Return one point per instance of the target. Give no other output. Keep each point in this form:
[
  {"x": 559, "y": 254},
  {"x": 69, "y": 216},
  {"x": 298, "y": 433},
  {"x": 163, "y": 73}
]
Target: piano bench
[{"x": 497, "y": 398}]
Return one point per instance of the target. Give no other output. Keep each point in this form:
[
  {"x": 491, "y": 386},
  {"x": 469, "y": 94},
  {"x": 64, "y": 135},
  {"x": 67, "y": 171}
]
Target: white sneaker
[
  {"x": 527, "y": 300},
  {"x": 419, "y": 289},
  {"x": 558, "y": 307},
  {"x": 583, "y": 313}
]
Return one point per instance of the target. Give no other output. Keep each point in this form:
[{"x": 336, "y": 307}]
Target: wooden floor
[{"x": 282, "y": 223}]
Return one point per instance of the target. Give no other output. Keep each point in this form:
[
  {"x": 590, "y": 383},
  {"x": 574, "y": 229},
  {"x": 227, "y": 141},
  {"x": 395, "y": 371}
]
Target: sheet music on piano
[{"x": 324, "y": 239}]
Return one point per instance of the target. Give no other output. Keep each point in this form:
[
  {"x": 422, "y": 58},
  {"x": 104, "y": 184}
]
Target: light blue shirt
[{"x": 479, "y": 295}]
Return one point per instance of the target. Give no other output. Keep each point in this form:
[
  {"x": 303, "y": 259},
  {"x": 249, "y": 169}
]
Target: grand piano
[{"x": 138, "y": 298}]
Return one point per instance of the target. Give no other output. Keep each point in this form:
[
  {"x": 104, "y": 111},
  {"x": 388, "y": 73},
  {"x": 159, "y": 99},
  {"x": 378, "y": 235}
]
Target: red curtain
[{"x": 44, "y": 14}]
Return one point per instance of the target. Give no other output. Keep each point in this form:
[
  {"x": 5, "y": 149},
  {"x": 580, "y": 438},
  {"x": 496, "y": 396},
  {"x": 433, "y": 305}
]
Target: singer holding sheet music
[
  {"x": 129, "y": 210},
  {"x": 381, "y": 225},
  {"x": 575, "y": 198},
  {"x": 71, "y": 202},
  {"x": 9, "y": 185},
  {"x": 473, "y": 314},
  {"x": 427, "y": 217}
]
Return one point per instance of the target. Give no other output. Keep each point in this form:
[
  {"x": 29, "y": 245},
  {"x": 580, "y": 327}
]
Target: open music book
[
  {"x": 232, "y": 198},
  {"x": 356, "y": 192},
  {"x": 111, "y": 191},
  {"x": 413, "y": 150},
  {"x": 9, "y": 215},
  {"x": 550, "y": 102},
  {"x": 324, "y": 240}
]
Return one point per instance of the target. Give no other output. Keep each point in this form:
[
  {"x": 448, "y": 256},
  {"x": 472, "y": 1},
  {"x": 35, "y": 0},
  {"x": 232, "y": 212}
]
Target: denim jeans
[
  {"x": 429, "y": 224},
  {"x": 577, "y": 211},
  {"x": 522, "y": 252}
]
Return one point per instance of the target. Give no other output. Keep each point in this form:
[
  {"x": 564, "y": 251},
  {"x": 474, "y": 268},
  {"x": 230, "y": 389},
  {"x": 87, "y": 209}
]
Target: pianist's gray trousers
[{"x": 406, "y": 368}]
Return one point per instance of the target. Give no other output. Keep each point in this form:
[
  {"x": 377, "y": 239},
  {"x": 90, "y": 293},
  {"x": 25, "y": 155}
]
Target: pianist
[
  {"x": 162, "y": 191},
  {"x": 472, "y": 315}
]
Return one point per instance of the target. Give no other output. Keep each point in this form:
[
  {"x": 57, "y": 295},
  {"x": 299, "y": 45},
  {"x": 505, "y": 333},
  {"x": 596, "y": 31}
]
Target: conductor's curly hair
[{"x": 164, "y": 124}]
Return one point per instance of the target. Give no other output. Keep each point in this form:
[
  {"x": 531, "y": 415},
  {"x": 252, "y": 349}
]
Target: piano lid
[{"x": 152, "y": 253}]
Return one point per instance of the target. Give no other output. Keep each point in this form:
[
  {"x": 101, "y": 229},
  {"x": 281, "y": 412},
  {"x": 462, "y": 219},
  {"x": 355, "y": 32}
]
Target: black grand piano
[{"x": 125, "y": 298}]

Goal of the exercise →
Reproduce every record above, word for word.

Answer box →
Return one point per instance of the target. Give no other output. Keep each point in this form:
[
  {"x": 559, "y": 254},
  {"x": 69, "y": 216},
  {"x": 298, "y": 433},
  {"x": 163, "y": 73}
]
Target: piano bench
[{"x": 497, "y": 398}]
Return one point per instance of the target. Give no other output. Keep each point in this form:
[
  {"x": 491, "y": 386},
  {"x": 469, "y": 94},
  {"x": 64, "y": 135},
  {"x": 67, "y": 171}
]
Target: white sneaker
[
  {"x": 527, "y": 300},
  {"x": 419, "y": 289},
  {"x": 558, "y": 307},
  {"x": 583, "y": 313}
]
Return one point per instance of the target. Give no other output. Keep each point in this form:
[{"x": 336, "y": 307}]
Target: wooden floor
[{"x": 282, "y": 223}]
Return one point per instance of the target. Give no other output. Keep each point in this form:
[
  {"x": 590, "y": 383},
  {"x": 574, "y": 229},
  {"x": 227, "y": 141},
  {"x": 395, "y": 371}
]
Target: sheet music on piano
[{"x": 324, "y": 239}]
Return one point per instance of the target. Give no other output. Keep each point in this form:
[
  {"x": 422, "y": 58},
  {"x": 104, "y": 184}
]
Target: light blue shirt
[{"x": 479, "y": 295}]
Return one point per instance of the target. Give no other output. Keep each point in this form:
[
  {"x": 303, "y": 259},
  {"x": 249, "y": 169}
]
Target: grand piano
[{"x": 138, "y": 298}]
Return one point per instance of the target. Give no other output. Keep each point in this form:
[
  {"x": 104, "y": 111},
  {"x": 388, "y": 73},
  {"x": 159, "y": 99},
  {"x": 378, "y": 235}
]
Target: red curtain
[{"x": 44, "y": 14}]
Return one point per instance of the target. Give no other output. Keep each point in this form:
[
  {"x": 5, "y": 149},
  {"x": 580, "y": 438},
  {"x": 496, "y": 396},
  {"x": 433, "y": 305}
]
Target: singer holding sheet music
[
  {"x": 129, "y": 210},
  {"x": 381, "y": 225},
  {"x": 575, "y": 198},
  {"x": 71, "y": 202},
  {"x": 9, "y": 185},
  {"x": 473, "y": 314},
  {"x": 427, "y": 217}
]
Return one point per instance of the target. Give no other output. Keep each point in this form:
[
  {"x": 29, "y": 245},
  {"x": 580, "y": 327}
]
Target: open music book
[
  {"x": 232, "y": 198},
  {"x": 356, "y": 192},
  {"x": 111, "y": 191},
  {"x": 413, "y": 150},
  {"x": 9, "y": 215},
  {"x": 550, "y": 102},
  {"x": 324, "y": 240}
]
Return one point per instance of the target. Give no other output. Keep each point in this form:
[
  {"x": 448, "y": 256},
  {"x": 472, "y": 1},
  {"x": 35, "y": 0},
  {"x": 232, "y": 212}
]
Target: denim jeans
[
  {"x": 429, "y": 224},
  {"x": 577, "y": 211},
  {"x": 522, "y": 252}
]
Return one point per instance of the target. Give no other output. Keep each point in this form:
[
  {"x": 564, "y": 251},
  {"x": 474, "y": 268},
  {"x": 230, "y": 389},
  {"x": 87, "y": 209}
]
Target: pianist's gray trousers
[{"x": 406, "y": 368}]
Return one point per instance of the target. Give no other output. Keep each point in this form:
[
  {"x": 377, "y": 239},
  {"x": 90, "y": 293},
  {"x": 25, "y": 155}
]
Target: pianist
[
  {"x": 162, "y": 191},
  {"x": 472, "y": 315}
]
Return one point per instance of the target. Give no other output. Keep each point in this form:
[
  {"x": 57, "y": 295},
  {"x": 299, "y": 45},
  {"x": 505, "y": 333},
  {"x": 596, "y": 31}
]
Target: conductor's curly hair
[{"x": 164, "y": 124}]
Return one point per instance of the target. Give no other output. Keep each point in this form:
[
  {"x": 531, "y": 415},
  {"x": 252, "y": 349}
]
Target: piano lid
[{"x": 152, "y": 253}]
Return one point per instance of the target. Give no other output. Keep each point in this form:
[
  {"x": 101, "y": 229},
  {"x": 281, "y": 412},
  {"x": 462, "y": 219},
  {"x": 355, "y": 32}
]
Target: black grand piano
[{"x": 125, "y": 298}]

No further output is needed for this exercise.